Requests:
1. From the OpenCV page, explain why reading an image as gray-level at load time with imread is useful.
2. Please write out everything in the OpenCV page from "using namespace cv;" down to "easier to identify.".

Finally, you will probably want to save the processed image on your disk. This is done using the following highgui function:

cv::imwrite("output.bmp", result); // save result

The file extension determines which codec will be used to save the image. Other popular supported image formats are JPG, TIFF, and PNG.

How it works...

All classes and functions in the C++ API of OpenCV are defined within the cv namespace. You have two ways to access them. First, precede the main function's definition with the following declaration:

using namespace cv;

Alternatively, prefix all OpenCV class and function names by the namespace specification, that is, cv::, as we will do in this book. The use of the prefix makes the OpenCV classes and functions easier to identify.

The highgui module contains a set of functions that allows you to visualize and interact with your images easily. When you load an image with the imread function, you also have the option to read it as a gray-level image. This is very advantageous since several computer vision algorithms require gray-level images. Converting an input color image on the fly as you read it will save your time and minimize your memory usage. This can be done as follows:

// read the input image as a gray-scale image 
image= cv::imread("puppy.bmp", cv::IMREAD_GRAYSCALE);

This will produce an image made of unsigned bytes (unsigned char in C++) that OpenCV designates with the CV_8U defined constant. Alternatively, it is sometimes necessary to read an image as a three-channel color image even if it has been saved as a gray-level image. This can be achieved by calling the imread function with a positive second argument:

// read the input image as a 3-channel color image 
image= cv::imread("puppy.bmp", cv::IMREAD_COLOR);

This time, an image made of three bytes per pixel will be created, designated as CV_8UC3 in OpenCV. Of course, if your input image has been saved as a gray-level image, all three channels will contain the same value. Finally, if you wish to read the image in the format in which it has been saved, then simply input a negative value as the second argument. The number of channels in an image can be checked by using the channels method:

std::cout << "This image has " << image.channels() << " channel(s)";

Pay attention when you open an image with imread without specifying a full path (as we did here). In that case, the default directory will be used. When you run your application from the console, this directory is obviously one of your executable files. However, if you run the application directly from your IDE, the default directory will most often be the one that contains your project file. Consequently, make sure that your input image file is located in the right directory.

Extracted material:
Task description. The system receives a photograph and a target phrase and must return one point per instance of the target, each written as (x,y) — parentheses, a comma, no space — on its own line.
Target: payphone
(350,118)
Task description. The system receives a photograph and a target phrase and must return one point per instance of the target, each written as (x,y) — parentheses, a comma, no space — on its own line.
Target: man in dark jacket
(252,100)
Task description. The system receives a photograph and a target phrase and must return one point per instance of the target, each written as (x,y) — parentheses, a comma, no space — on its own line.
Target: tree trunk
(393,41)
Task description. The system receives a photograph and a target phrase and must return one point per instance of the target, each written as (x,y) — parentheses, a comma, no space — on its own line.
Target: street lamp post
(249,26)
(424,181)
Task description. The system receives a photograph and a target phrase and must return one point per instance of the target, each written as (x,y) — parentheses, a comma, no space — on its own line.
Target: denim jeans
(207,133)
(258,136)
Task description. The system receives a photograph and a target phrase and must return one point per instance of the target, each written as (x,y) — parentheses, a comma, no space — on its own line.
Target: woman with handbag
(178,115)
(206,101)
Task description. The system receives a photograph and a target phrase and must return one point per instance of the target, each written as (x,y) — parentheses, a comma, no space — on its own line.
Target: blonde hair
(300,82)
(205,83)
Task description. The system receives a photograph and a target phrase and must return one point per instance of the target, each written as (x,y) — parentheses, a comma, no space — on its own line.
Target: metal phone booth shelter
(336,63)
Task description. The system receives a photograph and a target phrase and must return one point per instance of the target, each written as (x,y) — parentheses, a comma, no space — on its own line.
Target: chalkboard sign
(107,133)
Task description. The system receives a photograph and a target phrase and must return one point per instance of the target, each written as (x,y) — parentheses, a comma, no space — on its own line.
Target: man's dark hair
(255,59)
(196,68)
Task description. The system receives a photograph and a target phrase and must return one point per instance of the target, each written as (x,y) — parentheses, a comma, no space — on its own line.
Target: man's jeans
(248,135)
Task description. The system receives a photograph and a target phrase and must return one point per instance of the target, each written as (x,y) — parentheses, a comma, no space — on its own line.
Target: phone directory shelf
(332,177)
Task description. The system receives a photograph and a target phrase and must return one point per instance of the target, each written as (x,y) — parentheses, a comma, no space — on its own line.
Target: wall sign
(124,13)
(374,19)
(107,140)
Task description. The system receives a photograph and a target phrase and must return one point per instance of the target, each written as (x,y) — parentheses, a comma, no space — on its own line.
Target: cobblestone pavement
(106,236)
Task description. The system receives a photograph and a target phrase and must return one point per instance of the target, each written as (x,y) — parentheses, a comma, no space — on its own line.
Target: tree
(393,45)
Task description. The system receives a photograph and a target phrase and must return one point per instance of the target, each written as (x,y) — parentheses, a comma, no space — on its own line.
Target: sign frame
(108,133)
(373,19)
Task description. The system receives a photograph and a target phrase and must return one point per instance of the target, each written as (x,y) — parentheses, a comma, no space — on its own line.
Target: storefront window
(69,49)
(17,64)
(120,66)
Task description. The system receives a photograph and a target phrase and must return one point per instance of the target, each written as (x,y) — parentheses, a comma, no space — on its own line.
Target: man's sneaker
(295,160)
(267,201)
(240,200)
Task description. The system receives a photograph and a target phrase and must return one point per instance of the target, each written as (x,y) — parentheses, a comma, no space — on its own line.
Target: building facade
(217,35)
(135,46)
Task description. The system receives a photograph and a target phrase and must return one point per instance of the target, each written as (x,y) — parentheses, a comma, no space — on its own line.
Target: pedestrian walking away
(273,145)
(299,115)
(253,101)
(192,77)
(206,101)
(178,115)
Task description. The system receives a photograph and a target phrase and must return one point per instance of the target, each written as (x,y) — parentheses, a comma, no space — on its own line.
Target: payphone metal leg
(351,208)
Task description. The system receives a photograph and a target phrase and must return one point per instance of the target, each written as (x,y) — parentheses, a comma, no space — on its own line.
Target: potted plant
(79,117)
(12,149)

Answer list:
1. Several computer vision algorithms require gray-level images. Converting a color input image on the fly as it is read saves time and minimizes memory usage.

2.
using namespace cv;

Alternatively, prefix all OpenCV class and function names by the namespace specification, that is, cv::, as we will do in this book. The use of the prefix makes the OpenCV classes and functions easier to identify.